* Information given *
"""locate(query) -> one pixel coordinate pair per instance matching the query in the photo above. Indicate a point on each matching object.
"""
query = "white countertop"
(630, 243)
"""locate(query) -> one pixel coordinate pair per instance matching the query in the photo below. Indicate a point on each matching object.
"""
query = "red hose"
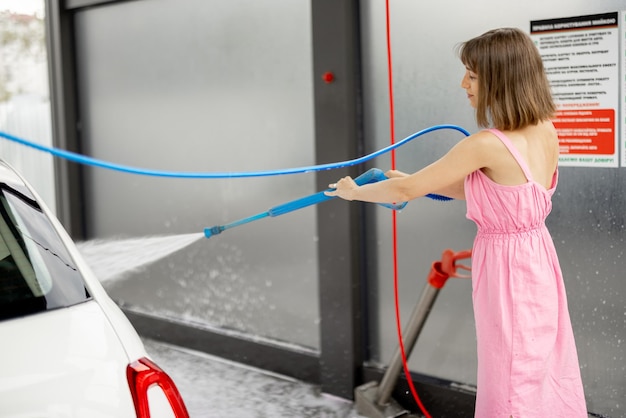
(394, 224)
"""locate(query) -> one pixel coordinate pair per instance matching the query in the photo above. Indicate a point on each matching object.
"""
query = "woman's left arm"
(445, 176)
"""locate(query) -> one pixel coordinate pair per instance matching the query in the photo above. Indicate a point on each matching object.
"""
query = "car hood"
(63, 363)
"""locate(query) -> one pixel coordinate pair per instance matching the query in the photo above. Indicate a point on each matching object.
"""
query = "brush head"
(209, 232)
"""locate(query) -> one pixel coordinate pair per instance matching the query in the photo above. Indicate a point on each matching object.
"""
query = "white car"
(66, 349)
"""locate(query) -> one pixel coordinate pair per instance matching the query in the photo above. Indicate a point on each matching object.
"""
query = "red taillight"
(142, 374)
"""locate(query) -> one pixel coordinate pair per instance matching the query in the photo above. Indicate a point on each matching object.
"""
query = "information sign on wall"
(581, 56)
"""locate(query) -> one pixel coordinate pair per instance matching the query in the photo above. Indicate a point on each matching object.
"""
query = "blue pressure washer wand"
(370, 176)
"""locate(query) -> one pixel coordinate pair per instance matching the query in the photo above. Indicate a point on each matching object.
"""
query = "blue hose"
(82, 159)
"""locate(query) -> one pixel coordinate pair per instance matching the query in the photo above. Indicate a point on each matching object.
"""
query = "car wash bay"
(223, 86)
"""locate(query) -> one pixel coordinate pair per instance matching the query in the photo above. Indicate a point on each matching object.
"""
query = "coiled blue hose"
(82, 159)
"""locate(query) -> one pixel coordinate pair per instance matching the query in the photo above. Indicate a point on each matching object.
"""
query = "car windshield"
(36, 271)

* What you need to do *
Copy the entries above faithfully and omit every image.

* Exercise solution *
"""locate(query) -> one pixel coordinate pair per instance matching the query in the photo above. Indicate a point on each matching object.
"""
query = "white countertop"
(630, 243)
"""locate(query) -> one pixel coordinate pair per instance matching the query in the photo below. Indicate a point on each matching object.
"""
query = "red hose"
(394, 224)
"""locate(query) -> one pixel coordinate pair per instance matching the query in the photo above. Indicate a point on each matching object.
"""
query = "woman's left arm"
(445, 176)
"""locate(query) -> one pixel coordinate pair per instance matching the query in the photo above. Indicate a point on each matching object.
"""
query = "car hood"
(63, 363)
"""locate(query) -> one pixel coordinate pair per instance matching the query in the photo above. Indicate a point on each matching object.
"""
query = "brush head"
(209, 232)
"""locate(query) -> one pixel coordinate pair per instance matching the query in the photo above. Indicate a point on each matching object.
"""
query = "white car"
(66, 349)
"""locate(query) -> one pixel coordinate pair per instance matching the query in the photo above. Indicate a point on each matching object.
"""
query = "red taillight"
(142, 374)
"""locate(query) -> one pixel coordinate pair per instance matching the query in the photo above. Indicate a point on each matching object.
"""
query = "information sign on wall"
(581, 56)
"""locate(query) -> one pixel coordinate pair per instance matching the query in the photo above. Indicate a point on each matching object.
"""
query = "blue pressure washer wand"
(370, 176)
"""locate(query) -> one pixel coordinate pair per instance matching the query in the photo above. Indicate a point on each matching object.
"""
query = "blue hose"
(82, 159)
"""locate(query) -> one pixel coordinate pair per instance matching the query in the photo above. Indicate a point on each matching object.
"""
query = "car wash bay"
(223, 86)
"""locate(query) -> one pixel coordinate pair per instance matching the query in the photo above. Indicate a point on each matching object.
"""
query = "coiled blue hose"
(82, 159)
"""locate(query) -> one pixel coordinate pair per instance matching the query in the photo above. Indicate a point on each matching object.
"""
query = "car windshield"
(36, 271)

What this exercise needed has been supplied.